Arrange as a numbered list, omitting blank lines, the rows running from the start through the line containing "x=178, y=379", both ends included. Leave the pictures out of the answer.

:: Input data ::

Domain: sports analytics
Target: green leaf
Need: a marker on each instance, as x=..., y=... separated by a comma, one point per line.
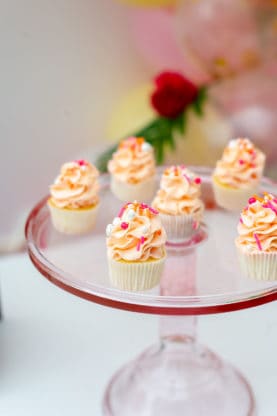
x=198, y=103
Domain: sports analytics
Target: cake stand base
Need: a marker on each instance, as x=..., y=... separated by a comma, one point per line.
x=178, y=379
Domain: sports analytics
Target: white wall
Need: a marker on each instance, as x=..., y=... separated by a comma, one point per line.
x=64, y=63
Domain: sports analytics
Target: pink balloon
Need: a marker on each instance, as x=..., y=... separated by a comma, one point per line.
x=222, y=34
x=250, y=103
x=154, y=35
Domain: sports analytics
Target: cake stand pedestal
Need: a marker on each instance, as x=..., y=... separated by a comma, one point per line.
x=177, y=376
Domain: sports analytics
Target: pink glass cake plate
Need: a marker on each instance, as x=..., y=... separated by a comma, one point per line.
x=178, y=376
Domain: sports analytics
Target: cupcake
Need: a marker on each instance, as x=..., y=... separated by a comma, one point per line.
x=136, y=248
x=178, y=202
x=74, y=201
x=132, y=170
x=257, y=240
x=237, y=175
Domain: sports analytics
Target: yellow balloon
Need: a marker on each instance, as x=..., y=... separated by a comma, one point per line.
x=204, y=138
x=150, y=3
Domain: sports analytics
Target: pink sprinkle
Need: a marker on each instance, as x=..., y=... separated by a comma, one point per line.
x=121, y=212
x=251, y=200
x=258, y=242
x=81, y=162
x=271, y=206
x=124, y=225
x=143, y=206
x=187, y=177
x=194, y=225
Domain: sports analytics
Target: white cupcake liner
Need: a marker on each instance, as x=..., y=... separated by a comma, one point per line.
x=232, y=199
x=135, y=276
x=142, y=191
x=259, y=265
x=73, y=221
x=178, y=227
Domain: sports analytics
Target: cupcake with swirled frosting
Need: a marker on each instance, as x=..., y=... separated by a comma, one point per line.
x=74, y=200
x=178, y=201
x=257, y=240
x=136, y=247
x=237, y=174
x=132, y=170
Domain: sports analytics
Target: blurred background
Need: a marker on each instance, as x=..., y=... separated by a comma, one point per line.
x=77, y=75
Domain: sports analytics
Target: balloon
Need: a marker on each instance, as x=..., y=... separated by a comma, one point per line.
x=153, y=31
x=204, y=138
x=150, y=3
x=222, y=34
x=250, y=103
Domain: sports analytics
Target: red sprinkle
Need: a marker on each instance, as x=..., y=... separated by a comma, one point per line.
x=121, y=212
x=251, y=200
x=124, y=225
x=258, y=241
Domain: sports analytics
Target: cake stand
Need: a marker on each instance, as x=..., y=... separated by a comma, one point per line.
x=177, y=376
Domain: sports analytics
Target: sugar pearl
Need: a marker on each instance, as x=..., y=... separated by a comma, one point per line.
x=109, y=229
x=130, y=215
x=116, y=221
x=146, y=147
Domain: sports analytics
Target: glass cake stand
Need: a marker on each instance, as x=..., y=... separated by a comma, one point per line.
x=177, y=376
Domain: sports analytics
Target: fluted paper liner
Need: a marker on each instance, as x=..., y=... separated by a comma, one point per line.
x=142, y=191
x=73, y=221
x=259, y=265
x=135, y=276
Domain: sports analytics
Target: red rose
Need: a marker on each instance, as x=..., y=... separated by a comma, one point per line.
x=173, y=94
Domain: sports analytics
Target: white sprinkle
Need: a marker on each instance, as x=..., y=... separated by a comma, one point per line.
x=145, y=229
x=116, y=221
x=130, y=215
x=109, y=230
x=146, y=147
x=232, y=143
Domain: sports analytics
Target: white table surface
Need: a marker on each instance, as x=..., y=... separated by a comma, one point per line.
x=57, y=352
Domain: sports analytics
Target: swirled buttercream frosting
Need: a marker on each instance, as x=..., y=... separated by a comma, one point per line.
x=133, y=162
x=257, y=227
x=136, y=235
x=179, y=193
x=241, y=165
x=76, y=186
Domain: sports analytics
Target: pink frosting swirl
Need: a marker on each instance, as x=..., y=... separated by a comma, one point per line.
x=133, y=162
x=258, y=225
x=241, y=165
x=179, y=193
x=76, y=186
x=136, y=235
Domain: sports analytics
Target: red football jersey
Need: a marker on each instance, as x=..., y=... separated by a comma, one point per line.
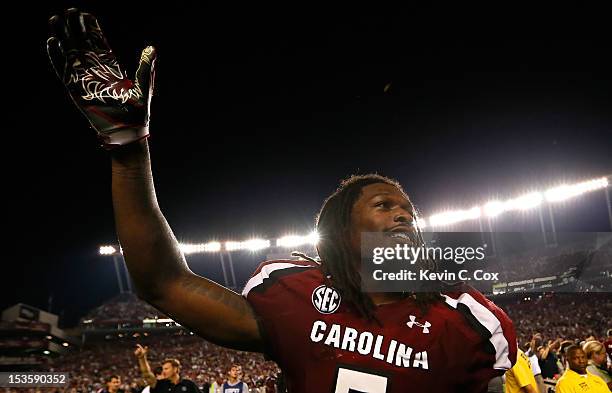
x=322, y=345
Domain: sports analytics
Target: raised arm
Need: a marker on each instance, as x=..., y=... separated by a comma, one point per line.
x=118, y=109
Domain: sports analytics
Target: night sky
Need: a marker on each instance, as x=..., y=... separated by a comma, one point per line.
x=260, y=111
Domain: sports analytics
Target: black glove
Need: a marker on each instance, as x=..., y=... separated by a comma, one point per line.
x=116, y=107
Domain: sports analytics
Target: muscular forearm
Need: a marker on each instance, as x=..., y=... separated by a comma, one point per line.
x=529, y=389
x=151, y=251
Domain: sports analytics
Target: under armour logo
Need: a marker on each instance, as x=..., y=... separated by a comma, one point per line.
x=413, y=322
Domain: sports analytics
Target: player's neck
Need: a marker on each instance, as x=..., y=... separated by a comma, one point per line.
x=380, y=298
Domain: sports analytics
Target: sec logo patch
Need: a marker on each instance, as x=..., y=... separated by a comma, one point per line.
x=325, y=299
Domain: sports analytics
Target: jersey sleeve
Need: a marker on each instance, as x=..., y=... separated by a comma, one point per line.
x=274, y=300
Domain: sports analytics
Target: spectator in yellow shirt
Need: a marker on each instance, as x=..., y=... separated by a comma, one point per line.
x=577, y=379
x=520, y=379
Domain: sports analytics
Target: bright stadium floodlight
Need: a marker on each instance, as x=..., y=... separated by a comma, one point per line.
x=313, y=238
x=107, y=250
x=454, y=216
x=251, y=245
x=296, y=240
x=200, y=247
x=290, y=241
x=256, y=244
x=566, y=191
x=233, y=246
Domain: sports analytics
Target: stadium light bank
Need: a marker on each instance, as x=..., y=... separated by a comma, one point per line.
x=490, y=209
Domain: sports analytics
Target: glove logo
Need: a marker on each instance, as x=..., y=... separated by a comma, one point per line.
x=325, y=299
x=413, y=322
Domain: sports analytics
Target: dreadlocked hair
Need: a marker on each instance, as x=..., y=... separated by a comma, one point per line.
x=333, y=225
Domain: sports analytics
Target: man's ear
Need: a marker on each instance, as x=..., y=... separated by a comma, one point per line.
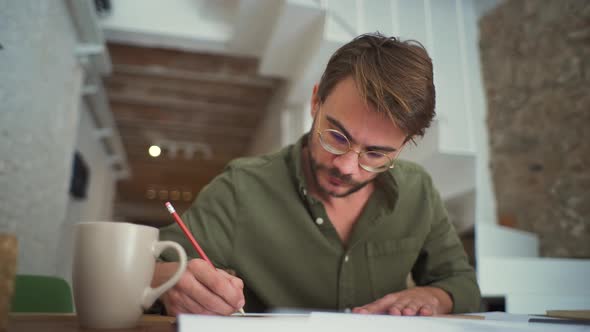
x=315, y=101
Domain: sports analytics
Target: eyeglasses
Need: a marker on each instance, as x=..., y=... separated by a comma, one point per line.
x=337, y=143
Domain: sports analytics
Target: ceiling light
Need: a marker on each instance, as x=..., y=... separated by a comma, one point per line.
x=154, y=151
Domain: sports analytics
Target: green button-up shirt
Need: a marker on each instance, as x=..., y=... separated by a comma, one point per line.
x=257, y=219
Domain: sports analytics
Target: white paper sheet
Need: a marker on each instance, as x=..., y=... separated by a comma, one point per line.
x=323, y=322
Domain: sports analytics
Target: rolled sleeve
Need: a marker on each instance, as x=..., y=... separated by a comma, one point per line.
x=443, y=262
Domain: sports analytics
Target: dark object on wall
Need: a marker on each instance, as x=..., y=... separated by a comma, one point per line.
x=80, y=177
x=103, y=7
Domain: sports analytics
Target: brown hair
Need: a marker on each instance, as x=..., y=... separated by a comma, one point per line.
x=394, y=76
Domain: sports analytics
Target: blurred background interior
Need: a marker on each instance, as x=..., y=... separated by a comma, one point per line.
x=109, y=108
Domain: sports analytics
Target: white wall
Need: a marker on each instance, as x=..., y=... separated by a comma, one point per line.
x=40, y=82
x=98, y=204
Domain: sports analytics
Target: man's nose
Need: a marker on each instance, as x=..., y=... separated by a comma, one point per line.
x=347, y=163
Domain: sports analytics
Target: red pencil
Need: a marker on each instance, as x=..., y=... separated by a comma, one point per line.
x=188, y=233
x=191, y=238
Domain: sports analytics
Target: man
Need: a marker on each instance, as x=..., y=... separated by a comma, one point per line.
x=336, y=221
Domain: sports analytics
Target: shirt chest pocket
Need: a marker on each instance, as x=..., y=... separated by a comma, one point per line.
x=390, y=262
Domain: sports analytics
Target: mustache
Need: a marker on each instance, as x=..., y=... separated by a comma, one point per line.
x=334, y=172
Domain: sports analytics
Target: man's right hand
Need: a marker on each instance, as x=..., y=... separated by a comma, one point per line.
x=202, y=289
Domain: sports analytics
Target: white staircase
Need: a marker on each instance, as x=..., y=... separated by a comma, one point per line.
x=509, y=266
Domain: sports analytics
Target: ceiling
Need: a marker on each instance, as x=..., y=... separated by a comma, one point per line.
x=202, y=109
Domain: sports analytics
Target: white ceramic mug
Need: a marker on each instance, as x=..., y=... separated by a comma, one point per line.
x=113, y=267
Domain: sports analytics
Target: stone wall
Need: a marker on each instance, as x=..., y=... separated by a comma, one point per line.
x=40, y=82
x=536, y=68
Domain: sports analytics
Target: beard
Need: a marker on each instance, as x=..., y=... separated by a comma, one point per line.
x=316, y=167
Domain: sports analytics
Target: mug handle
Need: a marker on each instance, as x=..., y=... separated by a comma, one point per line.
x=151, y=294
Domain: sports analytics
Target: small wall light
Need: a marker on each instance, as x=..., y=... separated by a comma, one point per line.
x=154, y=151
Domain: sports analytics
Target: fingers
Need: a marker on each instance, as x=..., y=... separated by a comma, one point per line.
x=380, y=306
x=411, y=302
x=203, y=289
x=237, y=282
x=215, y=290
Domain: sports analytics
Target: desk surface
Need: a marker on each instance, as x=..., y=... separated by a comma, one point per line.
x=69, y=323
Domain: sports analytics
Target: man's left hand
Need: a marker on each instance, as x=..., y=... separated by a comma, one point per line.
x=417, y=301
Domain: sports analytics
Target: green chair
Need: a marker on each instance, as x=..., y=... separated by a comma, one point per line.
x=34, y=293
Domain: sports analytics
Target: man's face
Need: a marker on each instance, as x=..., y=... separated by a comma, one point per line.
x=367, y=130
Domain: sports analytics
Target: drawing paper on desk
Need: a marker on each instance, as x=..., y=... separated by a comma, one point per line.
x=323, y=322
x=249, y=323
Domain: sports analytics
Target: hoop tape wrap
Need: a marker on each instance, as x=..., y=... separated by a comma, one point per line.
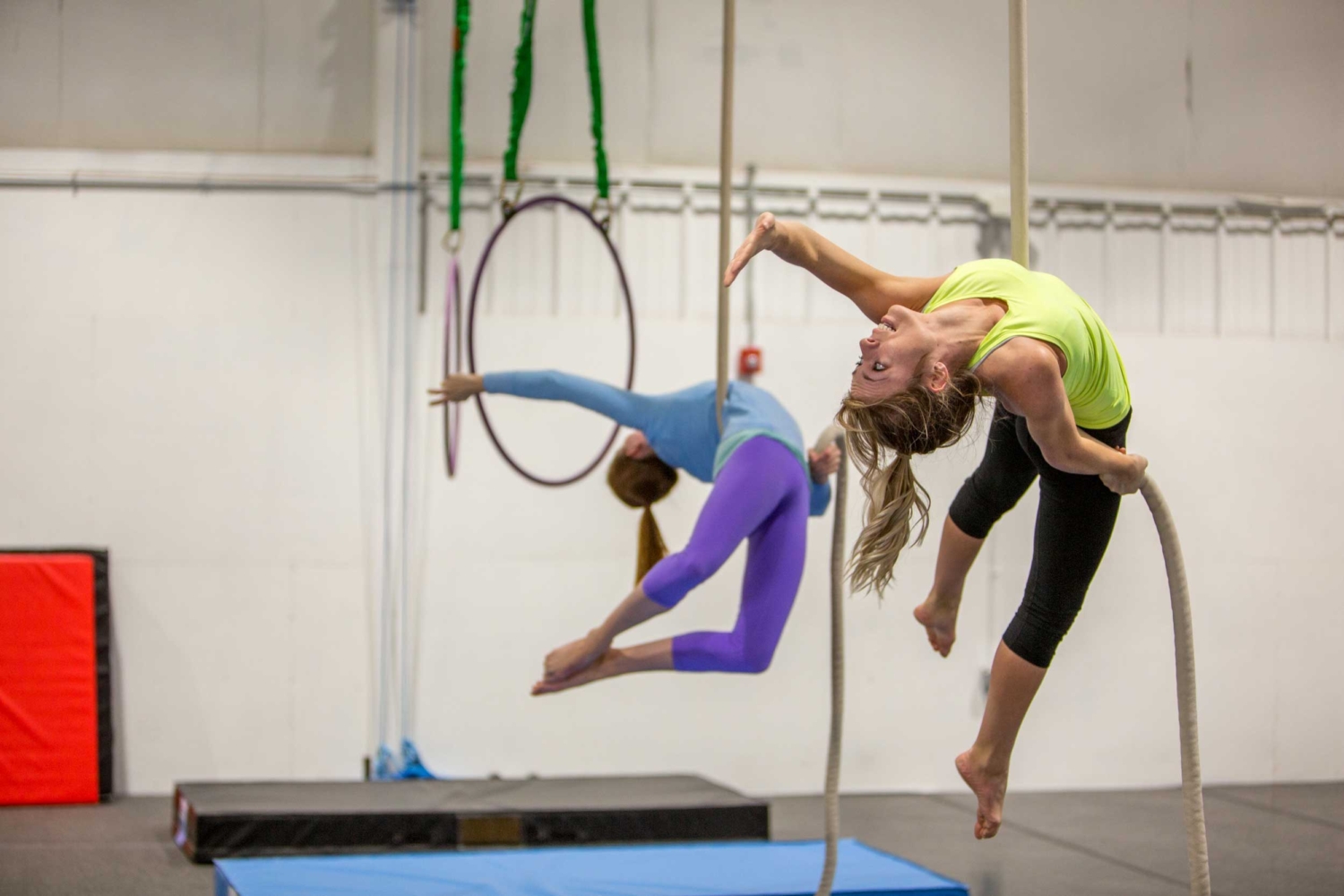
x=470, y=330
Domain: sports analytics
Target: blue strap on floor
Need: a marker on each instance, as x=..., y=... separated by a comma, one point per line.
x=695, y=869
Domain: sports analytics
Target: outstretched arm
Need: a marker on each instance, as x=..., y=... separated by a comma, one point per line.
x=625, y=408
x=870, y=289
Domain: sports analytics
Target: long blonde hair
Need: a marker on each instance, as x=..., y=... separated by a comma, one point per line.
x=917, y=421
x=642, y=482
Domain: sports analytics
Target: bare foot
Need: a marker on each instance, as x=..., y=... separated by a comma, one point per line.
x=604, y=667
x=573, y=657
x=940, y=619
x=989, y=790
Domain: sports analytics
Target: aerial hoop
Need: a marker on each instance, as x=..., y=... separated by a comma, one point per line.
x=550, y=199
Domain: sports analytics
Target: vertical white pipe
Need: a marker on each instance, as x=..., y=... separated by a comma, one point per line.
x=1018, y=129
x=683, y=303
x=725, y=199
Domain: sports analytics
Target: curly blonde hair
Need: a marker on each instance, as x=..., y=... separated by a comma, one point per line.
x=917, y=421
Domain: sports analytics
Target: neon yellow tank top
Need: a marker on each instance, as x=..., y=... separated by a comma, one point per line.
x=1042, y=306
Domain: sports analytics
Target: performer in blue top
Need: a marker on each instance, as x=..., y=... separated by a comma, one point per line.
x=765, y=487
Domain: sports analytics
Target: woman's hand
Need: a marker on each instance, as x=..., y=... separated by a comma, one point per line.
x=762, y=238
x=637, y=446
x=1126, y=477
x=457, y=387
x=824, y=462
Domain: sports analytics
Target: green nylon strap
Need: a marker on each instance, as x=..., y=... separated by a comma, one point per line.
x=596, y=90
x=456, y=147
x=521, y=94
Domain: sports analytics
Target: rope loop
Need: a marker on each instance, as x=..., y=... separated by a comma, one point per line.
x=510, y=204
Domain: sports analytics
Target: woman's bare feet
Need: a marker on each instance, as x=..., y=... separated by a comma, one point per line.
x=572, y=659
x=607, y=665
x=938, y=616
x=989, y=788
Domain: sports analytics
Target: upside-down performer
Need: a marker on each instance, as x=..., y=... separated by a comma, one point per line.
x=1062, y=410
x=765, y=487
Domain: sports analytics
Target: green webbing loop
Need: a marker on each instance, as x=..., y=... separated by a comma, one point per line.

:::

- **Answer to the problem**
1. Domain: sports analytics
2. Target: green leaf
3. Need: a marker on each instance, as x=..., y=... separated by a comma, one point per line.
4. x=198, y=103
5. Domain: sports analytics
6. Target: cake stand base
7. Need: a marker on each instance, as x=..., y=... separated by a comma, one point per line.
8. x=178, y=379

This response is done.